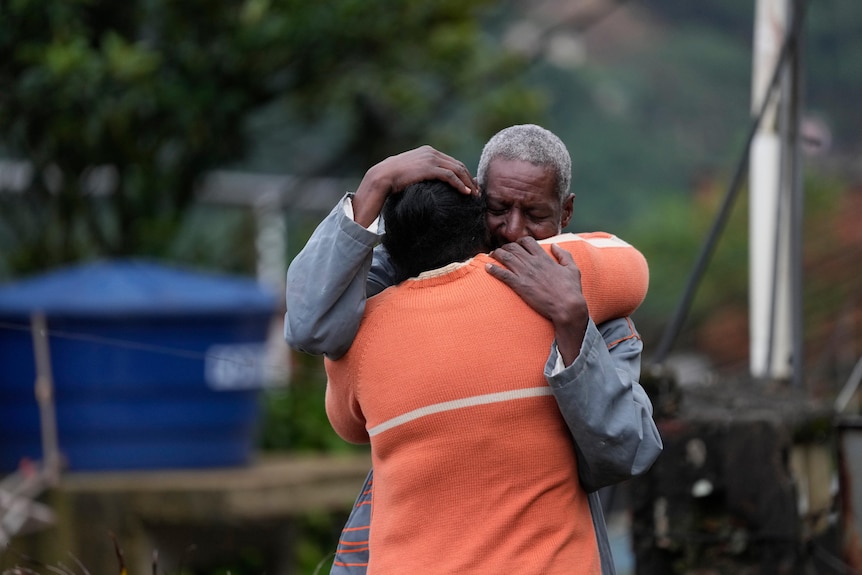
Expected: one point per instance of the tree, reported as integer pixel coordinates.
(120, 107)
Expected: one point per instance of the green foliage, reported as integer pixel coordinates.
(295, 417)
(158, 92)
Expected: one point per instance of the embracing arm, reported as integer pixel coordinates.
(327, 284)
(607, 411)
(593, 371)
(326, 281)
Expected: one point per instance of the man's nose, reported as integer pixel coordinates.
(514, 228)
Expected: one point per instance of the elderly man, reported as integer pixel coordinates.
(525, 172)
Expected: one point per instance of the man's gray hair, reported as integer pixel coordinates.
(529, 143)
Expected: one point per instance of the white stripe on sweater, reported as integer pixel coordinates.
(610, 242)
(459, 404)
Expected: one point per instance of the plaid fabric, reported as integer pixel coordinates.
(351, 557)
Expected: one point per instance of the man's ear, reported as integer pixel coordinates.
(568, 208)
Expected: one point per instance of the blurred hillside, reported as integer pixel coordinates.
(652, 98)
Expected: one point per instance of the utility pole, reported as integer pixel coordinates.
(775, 199)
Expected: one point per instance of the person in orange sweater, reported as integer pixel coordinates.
(475, 468)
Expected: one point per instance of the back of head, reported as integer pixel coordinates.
(529, 143)
(429, 225)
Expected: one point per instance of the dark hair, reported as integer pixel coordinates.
(430, 224)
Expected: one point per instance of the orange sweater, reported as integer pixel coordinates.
(474, 467)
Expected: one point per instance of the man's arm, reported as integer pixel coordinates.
(607, 411)
(326, 281)
(593, 371)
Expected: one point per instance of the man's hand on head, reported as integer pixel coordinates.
(397, 172)
(549, 285)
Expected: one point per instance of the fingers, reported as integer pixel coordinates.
(563, 257)
(455, 173)
(501, 274)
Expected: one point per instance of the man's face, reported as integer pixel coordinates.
(523, 201)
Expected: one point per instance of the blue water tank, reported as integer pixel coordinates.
(154, 367)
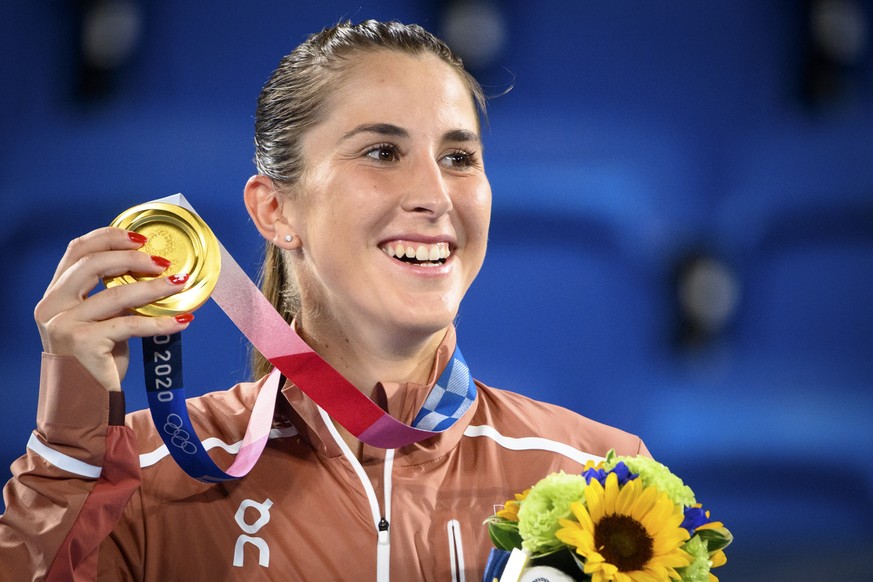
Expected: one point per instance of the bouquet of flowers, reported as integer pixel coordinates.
(627, 519)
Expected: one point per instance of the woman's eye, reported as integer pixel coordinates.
(383, 153)
(460, 159)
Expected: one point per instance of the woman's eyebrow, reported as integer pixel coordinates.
(461, 135)
(387, 129)
(391, 130)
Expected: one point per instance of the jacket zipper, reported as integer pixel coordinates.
(380, 522)
(456, 550)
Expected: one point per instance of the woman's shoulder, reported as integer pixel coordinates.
(515, 415)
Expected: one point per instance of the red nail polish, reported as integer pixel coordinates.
(161, 261)
(137, 237)
(178, 278)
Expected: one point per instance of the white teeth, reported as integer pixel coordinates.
(421, 253)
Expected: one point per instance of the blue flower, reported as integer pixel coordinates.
(694, 518)
(621, 471)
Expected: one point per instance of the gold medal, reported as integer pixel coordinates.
(186, 241)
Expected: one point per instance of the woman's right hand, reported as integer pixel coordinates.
(94, 328)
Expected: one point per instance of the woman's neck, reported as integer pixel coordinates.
(365, 359)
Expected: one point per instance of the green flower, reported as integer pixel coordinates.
(654, 474)
(548, 501)
(698, 569)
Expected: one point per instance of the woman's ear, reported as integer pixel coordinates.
(265, 206)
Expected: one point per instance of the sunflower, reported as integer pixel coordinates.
(627, 534)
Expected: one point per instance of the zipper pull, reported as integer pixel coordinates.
(383, 531)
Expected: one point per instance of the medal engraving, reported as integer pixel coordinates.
(182, 237)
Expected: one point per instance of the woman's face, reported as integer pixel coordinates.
(395, 168)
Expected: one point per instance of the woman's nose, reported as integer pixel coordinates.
(427, 190)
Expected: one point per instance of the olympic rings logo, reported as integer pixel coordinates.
(179, 437)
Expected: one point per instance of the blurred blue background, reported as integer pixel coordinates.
(682, 237)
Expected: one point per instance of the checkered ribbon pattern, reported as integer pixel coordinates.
(450, 397)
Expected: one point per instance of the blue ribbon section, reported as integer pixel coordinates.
(162, 360)
(451, 396)
(497, 560)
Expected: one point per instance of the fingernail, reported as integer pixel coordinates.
(137, 237)
(178, 278)
(184, 317)
(161, 261)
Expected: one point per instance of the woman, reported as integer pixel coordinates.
(372, 196)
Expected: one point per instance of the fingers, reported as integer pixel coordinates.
(118, 300)
(96, 241)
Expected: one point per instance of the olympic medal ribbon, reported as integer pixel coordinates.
(162, 362)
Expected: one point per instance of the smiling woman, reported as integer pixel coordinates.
(372, 198)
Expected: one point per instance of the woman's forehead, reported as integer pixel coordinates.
(386, 86)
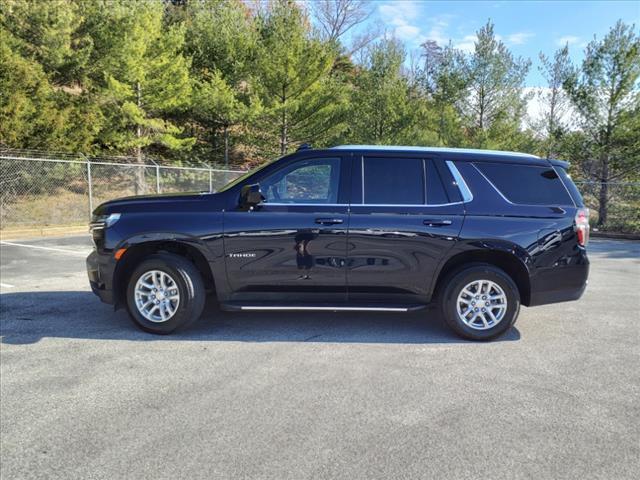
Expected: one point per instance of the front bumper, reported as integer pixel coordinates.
(100, 278)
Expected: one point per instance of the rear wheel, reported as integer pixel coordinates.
(480, 302)
(165, 292)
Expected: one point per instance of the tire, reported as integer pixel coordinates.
(170, 274)
(498, 315)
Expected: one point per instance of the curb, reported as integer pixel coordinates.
(43, 232)
(616, 236)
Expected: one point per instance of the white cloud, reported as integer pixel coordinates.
(570, 39)
(466, 44)
(518, 38)
(401, 15)
(438, 30)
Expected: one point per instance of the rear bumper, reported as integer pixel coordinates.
(99, 278)
(559, 284)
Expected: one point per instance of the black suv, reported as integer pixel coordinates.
(352, 228)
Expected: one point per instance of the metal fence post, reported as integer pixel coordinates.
(90, 181)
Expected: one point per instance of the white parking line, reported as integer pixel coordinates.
(62, 250)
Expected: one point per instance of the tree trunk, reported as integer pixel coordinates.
(283, 126)
(140, 183)
(603, 198)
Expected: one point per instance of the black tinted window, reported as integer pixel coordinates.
(436, 193)
(393, 181)
(527, 185)
(306, 181)
(577, 198)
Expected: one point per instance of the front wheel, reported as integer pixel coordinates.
(165, 292)
(480, 302)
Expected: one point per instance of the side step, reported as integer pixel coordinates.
(232, 306)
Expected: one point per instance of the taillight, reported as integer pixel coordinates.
(582, 226)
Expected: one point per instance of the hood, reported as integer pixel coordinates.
(163, 201)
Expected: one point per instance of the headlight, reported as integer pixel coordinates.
(100, 222)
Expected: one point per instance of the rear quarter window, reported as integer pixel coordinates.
(526, 185)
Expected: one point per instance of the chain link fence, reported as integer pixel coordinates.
(42, 190)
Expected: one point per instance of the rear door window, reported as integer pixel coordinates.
(393, 181)
(307, 181)
(526, 185)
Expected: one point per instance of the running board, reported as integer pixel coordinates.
(324, 308)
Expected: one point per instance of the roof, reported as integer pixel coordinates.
(452, 151)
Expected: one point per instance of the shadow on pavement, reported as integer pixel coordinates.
(28, 317)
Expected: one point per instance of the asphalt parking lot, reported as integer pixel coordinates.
(284, 395)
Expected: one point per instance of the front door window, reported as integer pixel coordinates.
(313, 181)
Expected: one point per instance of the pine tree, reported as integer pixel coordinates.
(493, 106)
(303, 103)
(553, 99)
(141, 77)
(381, 109)
(606, 96)
(221, 42)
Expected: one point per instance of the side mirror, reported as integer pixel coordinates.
(250, 196)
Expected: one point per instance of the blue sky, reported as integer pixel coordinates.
(527, 27)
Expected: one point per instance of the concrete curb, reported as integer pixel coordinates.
(617, 236)
(14, 234)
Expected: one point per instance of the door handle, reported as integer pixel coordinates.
(437, 223)
(328, 221)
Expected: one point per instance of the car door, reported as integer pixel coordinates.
(292, 246)
(406, 214)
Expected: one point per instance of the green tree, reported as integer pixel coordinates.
(381, 103)
(140, 76)
(493, 106)
(43, 102)
(221, 41)
(447, 81)
(605, 94)
(553, 99)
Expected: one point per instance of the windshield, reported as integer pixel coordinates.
(241, 178)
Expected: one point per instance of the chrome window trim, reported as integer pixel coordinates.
(564, 184)
(467, 196)
(267, 204)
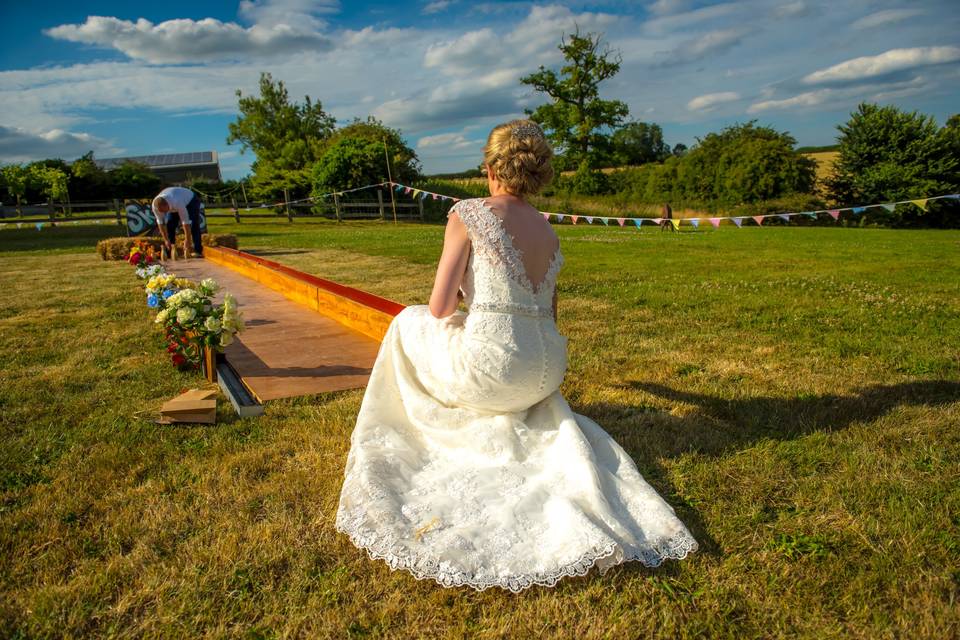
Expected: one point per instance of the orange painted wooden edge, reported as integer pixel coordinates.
(357, 295)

——————————

▶ [YOUR TASK]
Respond with the lines above, from the one that holds "Expected: one point per instance of the orange painted" to the end of the listing, each repeated exactly, and with no other material.

▶ [OUTPUT FOR THIS TASK]
Expected: one point per instance of the orange painted wooden edge, reported as integer pixel coordinates.
(357, 295)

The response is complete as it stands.